___ Available records ___

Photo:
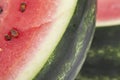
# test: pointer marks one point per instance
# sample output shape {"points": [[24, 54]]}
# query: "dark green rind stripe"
{"points": [[64, 62]]}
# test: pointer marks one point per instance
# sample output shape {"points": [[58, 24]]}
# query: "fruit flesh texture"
{"points": [[12, 52], [108, 12], [32, 25]]}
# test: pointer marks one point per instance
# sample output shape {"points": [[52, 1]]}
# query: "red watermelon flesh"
{"points": [[108, 12], [25, 34]]}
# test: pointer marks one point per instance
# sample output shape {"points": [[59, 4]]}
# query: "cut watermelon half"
{"points": [[108, 12], [29, 32]]}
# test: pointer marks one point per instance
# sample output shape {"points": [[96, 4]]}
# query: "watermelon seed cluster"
{"points": [[12, 34], [23, 7], [1, 10]]}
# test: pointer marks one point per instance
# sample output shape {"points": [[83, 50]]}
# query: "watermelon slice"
{"points": [[108, 12], [29, 32]]}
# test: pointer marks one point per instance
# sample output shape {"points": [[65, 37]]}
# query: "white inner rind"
{"points": [[108, 23], [59, 26]]}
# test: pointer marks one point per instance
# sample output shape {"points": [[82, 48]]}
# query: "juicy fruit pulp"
{"points": [[29, 32], [108, 12]]}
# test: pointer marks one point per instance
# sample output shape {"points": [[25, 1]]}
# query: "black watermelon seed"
{"points": [[14, 33], [8, 37]]}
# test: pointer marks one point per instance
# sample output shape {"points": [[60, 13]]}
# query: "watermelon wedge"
{"points": [[108, 12], [29, 32]]}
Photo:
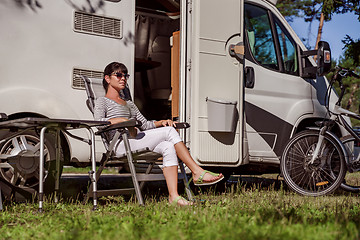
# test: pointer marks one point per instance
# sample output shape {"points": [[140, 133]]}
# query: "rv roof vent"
{"points": [[78, 83], [98, 25]]}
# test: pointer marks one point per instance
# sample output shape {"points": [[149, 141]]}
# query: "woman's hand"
{"points": [[132, 130], [118, 120], [164, 123]]}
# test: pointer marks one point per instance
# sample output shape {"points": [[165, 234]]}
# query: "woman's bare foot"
{"points": [[180, 201], [207, 178]]}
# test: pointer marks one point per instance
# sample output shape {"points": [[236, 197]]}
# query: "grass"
{"points": [[241, 212]]}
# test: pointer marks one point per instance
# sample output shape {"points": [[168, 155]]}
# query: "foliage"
{"points": [[312, 9], [240, 213], [352, 49]]}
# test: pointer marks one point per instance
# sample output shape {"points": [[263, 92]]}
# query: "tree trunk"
{"points": [[321, 24]]}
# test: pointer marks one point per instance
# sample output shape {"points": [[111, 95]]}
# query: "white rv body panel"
{"points": [[39, 51], [215, 74]]}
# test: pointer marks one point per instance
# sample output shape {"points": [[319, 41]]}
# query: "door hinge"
{"points": [[188, 65], [189, 6]]}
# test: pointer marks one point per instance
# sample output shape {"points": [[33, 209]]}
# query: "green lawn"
{"points": [[239, 213]]}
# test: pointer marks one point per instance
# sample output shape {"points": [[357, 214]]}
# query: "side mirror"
{"points": [[323, 58]]}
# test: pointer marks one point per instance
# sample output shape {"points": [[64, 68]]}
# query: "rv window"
{"points": [[260, 38], [288, 50]]}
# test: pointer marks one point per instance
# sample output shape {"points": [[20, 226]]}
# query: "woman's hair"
{"points": [[110, 68]]}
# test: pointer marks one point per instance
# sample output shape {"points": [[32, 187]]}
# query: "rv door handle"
{"points": [[249, 77], [237, 51]]}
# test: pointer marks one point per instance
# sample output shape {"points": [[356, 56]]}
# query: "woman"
{"points": [[158, 136]]}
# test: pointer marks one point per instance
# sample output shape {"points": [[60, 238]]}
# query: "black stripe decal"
{"points": [[264, 121]]}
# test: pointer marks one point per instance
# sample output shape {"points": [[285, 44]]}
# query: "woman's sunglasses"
{"points": [[121, 75]]}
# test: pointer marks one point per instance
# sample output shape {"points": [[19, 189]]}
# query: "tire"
{"points": [[351, 182], [321, 178], [19, 176]]}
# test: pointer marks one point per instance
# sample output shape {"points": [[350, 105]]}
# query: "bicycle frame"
{"points": [[337, 116]]}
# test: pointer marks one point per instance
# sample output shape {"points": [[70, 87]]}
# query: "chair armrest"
{"points": [[182, 125], [121, 125]]}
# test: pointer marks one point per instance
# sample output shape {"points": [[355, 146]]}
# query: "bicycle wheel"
{"points": [[316, 179], [351, 182]]}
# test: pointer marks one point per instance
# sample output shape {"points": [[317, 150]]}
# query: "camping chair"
{"points": [[94, 90]]}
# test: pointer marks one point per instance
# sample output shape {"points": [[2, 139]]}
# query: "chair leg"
{"points": [[186, 182], [148, 170], [132, 169]]}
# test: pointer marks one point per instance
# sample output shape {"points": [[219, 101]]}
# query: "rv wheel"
{"points": [[19, 173]]}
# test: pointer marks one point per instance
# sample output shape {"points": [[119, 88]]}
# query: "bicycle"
{"points": [[315, 161]]}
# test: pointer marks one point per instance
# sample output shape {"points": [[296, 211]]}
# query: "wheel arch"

___

▶ _Short exercise_
Exactly reproduce each record, leaving out any pictures.

▶ _Response_
Photo:
# test: pointer marks one point per instance
# sample output shape {"points": [[24, 54]]}
# query: "dark green rind stripe"
{"points": [[64, 62]]}
# test: pointer marks one point per instance
# sample output shape {"points": [[58, 24]]}
# query: "fruit flesh texture"
{"points": [[12, 52], [108, 12], [32, 25]]}
# test: pointer marks one point per instance
# sample output shape {"points": [[52, 1]]}
# query: "red watermelon flesh"
{"points": [[108, 12], [25, 34]]}
# test: pointer marks one point per instance
# sample output shape {"points": [[59, 4]]}
# query: "cut watermelon half"
{"points": [[108, 12], [29, 32]]}
# test: pointer marks one point per instance
# sample output shape {"points": [[96, 4]]}
# query: "watermelon seed cluster"
{"points": [[12, 34], [23, 7], [1, 10]]}
# test: pointer marks one point per instance
# sample output shape {"points": [[83, 50]]}
# query: "watermelon slice"
{"points": [[108, 12], [29, 32]]}
# test: pointer marks one point per instance
# sample output shape {"points": [[65, 37]]}
# query: "white inner rind"
{"points": [[108, 23], [59, 26]]}
# test: pointer marks one point per instance
# sample output shape {"points": [[82, 48]]}
# query: "juicy fruit pulp"
{"points": [[29, 32], [108, 12]]}
# test: pointer marks one point per instance
# sample output shape {"points": [[25, 1]]}
# query: "black watermelon seed"
{"points": [[14, 33], [8, 37]]}
# test: pointer marks one point per instance
# sample output shape {"points": [[60, 13]]}
# query: "watermelon wedge"
{"points": [[108, 12], [29, 32]]}
Photo:
# test: pointer marks one point per instance
# sample output shape {"points": [[140, 133]]}
# query: "rv roof vent"
{"points": [[78, 83], [98, 25]]}
# test: pointer marks one point per instance
# sample output shape {"points": [[149, 141]]}
# query: "woman's hand"
{"points": [[132, 130], [118, 120], [164, 123]]}
# test: pointer marks one point per instance
# sample output shape {"points": [[165, 234]]}
# query: "woman's bare foot"
{"points": [[180, 201], [207, 178]]}
# test: pointer marks one point per instance
# sample output shape {"points": [[236, 197]]}
# query: "grass"
{"points": [[241, 212]]}
# test: pointer marks one point per instance
# sample output shape {"points": [[168, 155]]}
# query: "foliage"
{"points": [[312, 9], [240, 213], [352, 49]]}
# test: pointer marks one point per instance
# sample output shape {"points": [[263, 92]]}
# query: "tree trunk"
{"points": [[321, 24]]}
# test: pointer marks one point per instance
# sample output shape {"points": [[111, 95]]}
# query: "white rv body panel"
{"points": [[39, 51], [215, 74]]}
# test: pointer marks one point per instance
# sample output shape {"points": [[319, 41]]}
# query: "door hinge"
{"points": [[188, 65], [189, 6]]}
# test: pointer marks one point per instance
# sample output shape {"points": [[33, 209]]}
# query: "green lawn"
{"points": [[239, 213]]}
# test: pointer marks one point per instance
# sample output shape {"points": [[357, 214]]}
# query: "side mirror"
{"points": [[323, 58]]}
# test: pointer marks one point per instance
# sample output shape {"points": [[64, 68]]}
# query: "rv window"
{"points": [[260, 38], [288, 50]]}
# test: pointer marks one point per instance
# sample output shape {"points": [[20, 226]]}
# query: "woman's hair"
{"points": [[110, 68]]}
# test: pointer marks one point per instance
# sample output shape {"points": [[32, 187]]}
# query: "rv door handle"
{"points": [[249, 77], [237, 51]]}
# test: pointer marks one point per instance
# sample output shape {"points": [[356, 56]]}
# query: "woman"
{"points": [[158, 136]]}
# test: pointer marks one point per instance
# sample output shape {"points": [[60, 238]]}
# query: "black stripe decal"
{"points": [[264, 121]]}
# test: pointer marks one point per instance
# sample output shape {"points": [[285, 44]]}
# query: "woman's sunglasses"
{"points": [[121, 75]]}
# test: pointer marks one point per instance
# sample output shape {"points": [[19, 189]]}
# query: "tire"
{"points": [[351, 182], [321, 178], [19, 176]]}
# test: pointer marks one point per instance
# sample output shape {"points": [[350, 105]]}
# query: "bicycle frame"
{"points": [[337, 116]]}
# test: pointer marks one point per instance
# sample output shape {"points": [[70, 87]]}
# query: "chair armrest"
{"points": [[182, 125], [121, 125]]}
# test: pointer marks one point per instance
# sample output shape {"points": [[355, 146]]}
# query: "bicycle wheel"
{"points": [[316, 179], [351, 182]]}
# test: pointer marks one point per instance
# sample output shape {"points": [[317, 150]]}
# query: "camping chair"
{"points": [[94, 90]]}
# test: pointer marks one point per instance
# sample output shape {"points": [[2, 139]]}
# query: "chair leg"
{"points": [[186, 182], [148, 170], [132, 169]]}
# test: pointer marks one point per instance
# sample output shape {"points": [[219, 101]]}
# query: "rv wheel"
{"points": [[19, 173]]}
# test: pointer marks one point per instance
# sample output shape {"points": [[119, 88]]}
# query: "bicycle"
{"points": [[315, 161]]}
# test: pointer marks one point per instance
# sample output shape {"points": [[296, 211]]}
# query: "wheel arch"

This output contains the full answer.